■ **QUOTED PASSAGE**:
☆ ☆ ☆

On 14 June 2021, the Judicial Committee of the Privy Council of the United Kingdom (the "Board") issued a decision in Betamax Ltd v State Trading Corporation ("Betamax v STC")1 on the scope of application of the public policy ground for setting aside an arbitral award pursuant to section 39(2)(b)(ii) of the Mauritian International Arbitration Act (the "MIAA").
The Board's decision – which draws on the provisions applicable in, and experience of, other jurisdictions such as England & Wales and Singapore on similar matters – is significant since it is indicative not only of the approach that the English courts would likely take when presented with an application to set aside an award in England & Wales when faced with allegations of illegality (whether by reason of bribery, corruption or otherwise), but also the approach that would likely be taken in other common law jurisdictions and other jurisdictions which have adopted the UNCITRAL Model Law on International Commercial Arbitration (the "Model Law").
In the underlying arbitration (commenced by Betamax after it terminated a contract on the basis of a repudiatory breach by the State-owned STC following a change in Government), the sole arbitrator held that, contrary to the assertions of the Respondent STC, the entry into a long-term contract of affreightment for the transportation of Mauritius' entire needs for petroleum products from a refinery in India by a specially designed vessel (the "COA") did not contravene the relevant applicable legislative provisions relating to procurement. It was common ground between Betamax and STC that this issue was within the Tribunal's jurisdiction.

☆ ☆ ☆

■ **Items from a data source**:
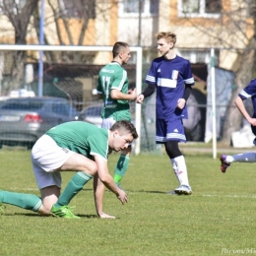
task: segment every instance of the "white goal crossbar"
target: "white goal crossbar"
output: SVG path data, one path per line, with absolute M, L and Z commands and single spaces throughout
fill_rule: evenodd
M 72 46 L 72 45 L 36 45 L 36 44 L 0 44 L 3 50 L 34 50 L 34 51 L 112 51 L 112 46 Z M 142 91 L 142 47 L 131 46 L 130 50 L 136 52 L 136 89 L 137 94 Z M 141 104 L 135 106 L 135 125 L 139 138 L 135 141 L 135 155 L 141 151 Z

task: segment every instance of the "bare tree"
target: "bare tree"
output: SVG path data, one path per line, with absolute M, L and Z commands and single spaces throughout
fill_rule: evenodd
M 37 0 L 17 1 L 3 0 L 3 13 L 8 17 L 15 31 L 15 44 L 26 44 L 27 30 L 31 17 L 37 7 Z M 24 4 L 22 4 L 24 3 Z M 26 51 L 14 51 L 11 76 L 14 86 L 19 88 L 24 78 L 24 65 L 27 61 Z
M 208 1 L 212 10 L 218 9 L 217 6 L 224 1 Z M 256 2 L 254 0 L 237 0 L 232 8 L 221 6 L 219 19 L 205 20 L 204 25 L 197 23 L 196 19 L 186 21 L 202 34 L 210 38 L 213 47 L 219 47 L 225 51 L 236 53 L 236 61 L 232 70 L 235 73 L 235 90 L 232 92 L 230 102 L 227 107 L 226 119 L 224 122 L 222 144 L 230 145 L 231 133 L 241 128 L 242 116 L 234 105 L 234 99 L 238 93 L 248 84 L 255 75 L 255 35 L 256 29 Z M 185 14 L 186 16 L 186 14 Z

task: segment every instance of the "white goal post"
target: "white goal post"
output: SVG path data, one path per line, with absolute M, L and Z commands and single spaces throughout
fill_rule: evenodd
M 35 45 L 35 44 L 0 44 L 0 51 L 112 51 L 112 46 L 71 46 L 71 45 Z M 136 89 L 137 94 L 142 91 L 142 47 L 130 46 L 130 50 L 136 53 Z M 38 60 L 39 61 L 39 60 Z M 106 63 L 107 64 L 107 63 Z M 135 155 L 141 152 L 141 104 L 135 104 L 135 125 L 139 138 L 135 141 Z

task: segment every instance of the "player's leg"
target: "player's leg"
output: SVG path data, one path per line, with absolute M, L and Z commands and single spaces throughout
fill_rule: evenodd
M 110 118 L 104 118 L 102 120 L 102 128 L 110 129 L 112 125 L 116 121 L 110 117 Z M 116 185 L 120 188 L 120 181 L 122 180 L 124 174 L 126 173 L 130 161 L 130 155 L 131 155 L 132 147 L 129 146 L 128 149 L 123 150 L 121 152 L 121 155 L 119 157 L 119 160 L 116 163 L 116 166 L 114 168 L 114 182 Z
M 6 190 L 0 190 L 0 203 L 17 206 L 33 212 L 37 212 L 42 205 L 41 199 L 35 195 Z
M 161 121 L 161 126 L 165 126 L 162 129 L 162 132 L 165 132 L 165 150 L 170 159 L 174 174 L 180 184 L 174 191 L 177 194 L 190 195 L 192 190 L 188 182 L 187 166 L 184 156 L 178 147 L 178 142 L 186 142 L 182 120 Z
M 92 178 L 91 173 L 96 170 L 95 161 L 68 149 L 58 147 L 55 141 L 47 135 L 43 135 L 33 146 L 32 161 L 43 201 L 39 213 L 44 215 L 51 213 L 54 216 L 64 218 L 78 218 L 72 213 L 68 204 L 74 195 Z M 63 191 L 64 193 L 59 199 L 60 171 L 65 170 L 78 171 L 78 173 L 71 179 L 67 189 Z M 79 175 L 80 173 L 81 175 Z M 53 207 L 54 204 L 56 207 Z
M 256 127 L 251 126 L 252 133 L 256 136 Z M 256 143 L 256 138 L 254 139 L 253 143 Z M 255 144 L 256 145 L 256 144 Z M 227 156 L 225 154 L 221 155 L 221 170 L 225 172 L 226 168 L 230 165 L 230 163 L 239 161 L 239 162 L 255 162 L 256 161 L 256 153 L 253 152 L 246 152 L 241 153 L 233 156 Z
M 58 201 L 54 205 L 59 208 L 70 203 L 72 198 L 78 194 L 86 183 L 96 174 L 97 167 L 94 160 L 80 154 L 72 154 L 65 163 L 58 169 L 59 171 L 76 170 L 77 173 L 71 178 L 66 188 L 61 193 Z

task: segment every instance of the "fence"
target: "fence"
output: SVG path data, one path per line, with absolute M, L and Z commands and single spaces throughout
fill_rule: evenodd
M 92 122 L 98 123 L 98 119 L 100 119 L 98 109 L 101 101 L 97 100 L 96 95 L 96 79 L 100 68 L 111 60 L 112 47 L 51 46 L 49 48 L 39 45 L 0 45 L 0 96 L 2 98 L 0 104 L 8 97 L 32 96 L 41 94 L 43 96 L 66 98 L 71 104 L 71 109 L 76 109 L 76 114 L 73 111 L 75 115 L 79 115 L 80 111 L 87 108 L 87 111 L 90 111 L 88 118 L 91 118 Z M 135 54 L 125 69 L 130 86 L 136 86 L 139 94 L 146 86 L 143 80 L 150 64 L 142 63 L 140 47 L 131 47 L 131 50 Z M 24 70 L 19 70 L 15 66 L 13 58 L 18 56 L 19 52 L 24 51 L 26 52 Z M 39 51 L 43 51 L 44 56 L 42 78 L 39 77 L 38 72 Z M 219 101 L 216 102 L 214 111 L 211 68 L 209 64 L 192 64 L 196 85 L 187 102 L 190 118 L 184 120 L 188 141 L 209 142 L 213 140 L 213 112 L 216 113 L 217 140 L 220 140 L 223 135 L 226 107 L 231 96 L 233 74 L 223 69 L 215 69 L 215 74 L 217 74 L 215 80 L 218 84 L 215 94 Z M 21 73 L 22 82 L 14 76 L 17 73 Z M 201 79 L 200 73 L 204 73 L 203 77 L 207 79 Z M 39 83 L 41 79 L 42 84 Z M 131 102 L 133 121 L 140 136 L 134 146 L 136 154 L 160 152 L 160 148 L 155 144 L 155 96 L 147 98 L 142 106 Z M 12 119 L 10 115 L 4 118 Z M 14 126 L 11 121 L 9 122 L 10 127 Z M 0 137 L 0 140 L 4 141 L 4 138 Z M 28 145 L 31 146 L 31 144 Z

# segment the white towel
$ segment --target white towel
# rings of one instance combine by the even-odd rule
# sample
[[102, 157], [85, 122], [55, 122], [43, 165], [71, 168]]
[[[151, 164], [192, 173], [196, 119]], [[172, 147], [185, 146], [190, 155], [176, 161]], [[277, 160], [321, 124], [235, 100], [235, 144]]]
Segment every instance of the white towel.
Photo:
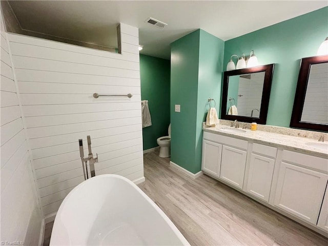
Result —
[[232, 106], [231, 106], [229, 109], [228, 114], [232, 115], [238, 115], [238, 110], [237, 110], [237, 107], [235, 105], [233, 105]]
[[152, 118], [150, 117], [147, 100], [141, 101], [141, 114], [142, 116], [142, 128], [150, 127], [152, 125]]
[[219, 124], [217, 113], [215, 108], [211, 108], [206, 116], [206, 125], [209, 127], [215, 127], [215, 124]]

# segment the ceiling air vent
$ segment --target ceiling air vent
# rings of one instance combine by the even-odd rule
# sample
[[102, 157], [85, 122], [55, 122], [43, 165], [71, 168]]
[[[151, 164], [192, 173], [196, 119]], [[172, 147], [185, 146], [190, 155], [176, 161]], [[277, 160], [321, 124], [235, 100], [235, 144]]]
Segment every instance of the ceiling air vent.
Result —
[[165, 26], [168, 25], [168, 24], [167, 24], [166, 23], [160, 22], [159, 20], [154, 19], [154, 18], [152, 18], [151, 17], [150, 17], [147, 19], [146, 19], [145, 22], [146, 22], [146, 23], [148, 23], [152, 26], [154, 26], [158, 28], [161, 29], [164, 28], [164, 27], [165, 27]]

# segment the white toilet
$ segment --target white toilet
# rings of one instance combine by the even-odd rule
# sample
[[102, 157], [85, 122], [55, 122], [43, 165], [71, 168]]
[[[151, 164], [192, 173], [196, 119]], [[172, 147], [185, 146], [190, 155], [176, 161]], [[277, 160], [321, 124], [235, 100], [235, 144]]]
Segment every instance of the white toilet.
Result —
[[159, 146], [159, 157], [169, 157], [171, 156], [171, 124], [169, 126], [169, 136], [165, 136], [157, 138], [157, 144]]

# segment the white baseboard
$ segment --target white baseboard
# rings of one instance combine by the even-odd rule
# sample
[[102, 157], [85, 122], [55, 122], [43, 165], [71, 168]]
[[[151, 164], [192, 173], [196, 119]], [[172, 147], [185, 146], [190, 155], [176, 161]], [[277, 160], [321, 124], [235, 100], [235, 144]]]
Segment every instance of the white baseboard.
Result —
[[40, 237], [39, 238], [39, 246], [43, 245], [43, 241], [45, 239], [45, 230], [46, 230], [46, 223], [45, 219], [42, 219], [41, 222], [41, 229], [40, 231]]
[[155, 151], [156, 150], [159, 148], [159, 146], [157, 146], [157, 147], [152, 148], [151, 149], [148, 149], [148, 150], [145, 150], [144, 151], [144, 154], [146, 154], [146, 153], [152, 152], [153, 151]]
[[184, 169], [183, 168], [180, 167], [179, 165], [177, 165], [172, 161], [170, 161], [170, 167], [174, 168], [174, 169], [176, 169], [177, 170], [183, 173], [184, 174], [186, 174], [187, 175], [189, 176], [189, 177], [191, 177], [193, 178], [198, 178], [203, 174], [202, 171], [200, 171], [197, 173], [193, 173], [191, 172], [189, 172], [187, 169]]
[[55, 220], [55, 217], [56, 217], [56, 214], [57, 211], [54, 212], [53, 213], [47, 215], [46, 218], [45, 218], [45, 223], [46, 224], [49, 222], [53, 221]]
[[145, 177], [141, 177], [141, 178], [137, 178], [136, 179], [132, 180], [132, 182], [133, 182], [136, 184], [138, 184], [139, 183], [142, 183], [142, 182], [145, 182], [145, 180], [146, 180]]

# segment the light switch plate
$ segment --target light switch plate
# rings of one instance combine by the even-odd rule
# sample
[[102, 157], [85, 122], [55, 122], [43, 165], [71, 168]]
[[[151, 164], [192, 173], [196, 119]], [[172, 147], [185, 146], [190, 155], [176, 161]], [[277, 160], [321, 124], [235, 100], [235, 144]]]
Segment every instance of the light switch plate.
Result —
[[180, 113], [180, 105], [178, 104], [176, 104], [175, 105], [175, 112], [177, 112]]

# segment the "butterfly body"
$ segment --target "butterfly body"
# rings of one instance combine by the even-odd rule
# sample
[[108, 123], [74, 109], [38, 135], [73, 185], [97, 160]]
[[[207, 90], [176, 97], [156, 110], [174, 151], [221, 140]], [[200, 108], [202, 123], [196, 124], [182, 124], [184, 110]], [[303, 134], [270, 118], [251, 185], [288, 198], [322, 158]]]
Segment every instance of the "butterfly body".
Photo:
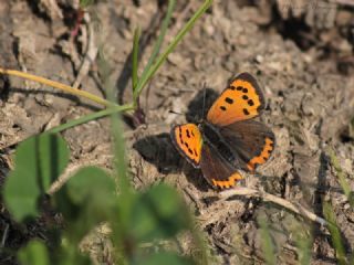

☆ ☆ ☆

■ **OBJECTIVE 1**: List every shortened name that the passage on the Privy Council decision defines inside quotation marks within parentheses.
■ **OBJECTIVE 2**: According to the passage on the Privy Council decision, on what date did the Board issue its decision?
■ **OBJECTIVE 3**: Extend the passage on the Privy Council decision, beginning right after its final sentence.

■ **RIGHT ANSWER 1**:
- the "Board"
- "Betamax v STC"
- the "MIAA"
- the "Model Law"
- the "COA"

■ **RIGHT ANSWER 2**: 14 June 2021.

■ **RIGHT ANSWER 3**:
Betamax was awarded damages and applied to the courts of Mauritius to enforce the resultant award. STC applied to the courts of Mauritius (as the courts of supervisory jurisdiction) to set aside the award pursuant to Section 39 of the MIAA (which replicates Article 34 of the Model Law) on the basis that the award was contrary to the public policy of Mauritius.
In granting STC's application to set aside the award, the Mauritian Supreme Court disagreed with the sole arbitrator, holding (albeit without any reference to an analogous case) that "the enforcement of an illegal contract of such magnitude, in flagrant and concrete breach of public procurement legislation enacted to secure the protection of good governance of public funds, would violate the fundamental legal order of Mauritius. Such a violation breaks through the ceiling of the high threshold which may be imposed by any restrictive notion of public policy."2
It nevertheless granted permission for an appeal to the Board.3
Issues before the Board & Parties' Positions
The appeal before the Board involved the following related issues:
- Whether the Mauritian Supreme Court was entitled to review the arbitrator's decision that the COA was legal and could have been entered into without complying with certain procurement legislation.
- If it was so entitled to review the arbitrator's decision, whether the COA was in fact illegal or entered into in breach of the relevant procurement legislation.
- If the COA was in fact illegal or entered into in breach of the relevant procurement legislation, whether the award was in conflict with the public policy of Mauritius.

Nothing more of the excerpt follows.